AIM » Rescale the rows from the start through the line holding "x=103 y=189", inclusive, by writing every line again with the requests unchanged and each x and y point coordinate in the answers multiplied by 0.6 and rounded to a whole number, halves rounding up. Leave the pictures out.

──────── EXTRACTED INFORMATION ────────

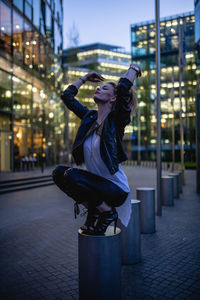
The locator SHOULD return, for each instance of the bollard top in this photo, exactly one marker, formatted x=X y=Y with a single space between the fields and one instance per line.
x=109 y=232
x=134 y=201
x=173 y=174
x=166 y=177
x=145 y=189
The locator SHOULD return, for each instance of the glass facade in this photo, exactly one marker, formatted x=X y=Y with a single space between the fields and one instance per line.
x=110 y=61
x=31 y=113
x=176 y=33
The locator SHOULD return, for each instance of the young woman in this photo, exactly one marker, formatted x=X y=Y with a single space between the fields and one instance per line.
x=102 y=188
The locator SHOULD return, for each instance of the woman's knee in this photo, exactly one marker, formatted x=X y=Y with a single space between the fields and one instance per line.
x=58 y=172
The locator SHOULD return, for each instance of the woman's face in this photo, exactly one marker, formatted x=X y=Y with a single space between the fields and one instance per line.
x=104 y=93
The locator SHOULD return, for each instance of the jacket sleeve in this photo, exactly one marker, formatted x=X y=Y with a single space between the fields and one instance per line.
x=73 y=104
x=122 y=109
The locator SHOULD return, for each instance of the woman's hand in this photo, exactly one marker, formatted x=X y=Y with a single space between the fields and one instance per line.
x=133 y=72
x=137 y=68
x=93 y=77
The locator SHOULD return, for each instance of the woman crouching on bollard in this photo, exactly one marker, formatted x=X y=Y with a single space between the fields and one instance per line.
x=103 y=189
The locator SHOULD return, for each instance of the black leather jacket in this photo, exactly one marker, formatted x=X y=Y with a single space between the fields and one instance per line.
x=111 y=148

────────

TASK SOLUTION »
The locator SHOULD return, for each instance of the bollard top in this photo, exactly one marker, formatted x=X y=Y with a single space between the fields and one instance per line.
x=65 y=139
x=80 y=121
x=104 y=104
x=100 y=106
x=87 y=113
The locator SHOULD return, for each instance of the glass facade in this photo, exactly one marker, formatted x=X y=Y with a single space between the fields and one instance per line.
x=66 y=37
x=19 y=68
x=106 y=20
The locator SHOULD return, for each instance of the young woman in this photo, exactly one marker, formatted x=X y=Y with a single space between the fields and one instance per line.
x=61 y=113
The locator SHOULD return, for each instance of the woman's knee in this photo, exactly one marker, formatted x=X y=Y with a single space between the fields and one instance per line.
x=35 y=103
The locator SHOULD return, for each instance of the woman's face in this photo, exactly one marker, formatted x=X y=Y with a single space between the fields and one instance per line.
x=62 y=56
The locator SHOULD return, for each instance of the jacket sleeve in this photo, exactly one marker, formatted x=X y=Y with a single space between the fields and one instance per line.
x=44 y=62
x=73 y=65
The locator SHOULD return, for each instance of the woman's hand in this photo, exactly one marker, formatted x=X y=Y with a single space between the fields and one instance per line.
x=80 y=43
x=82 y=41
x=56 y=46
The locator SHOULD return, for each instance of the woman crouching on bollard in this photo, exactly one marker, formatted x=X y=Y with a single space between the fields and one instance per line.
x=62 y=113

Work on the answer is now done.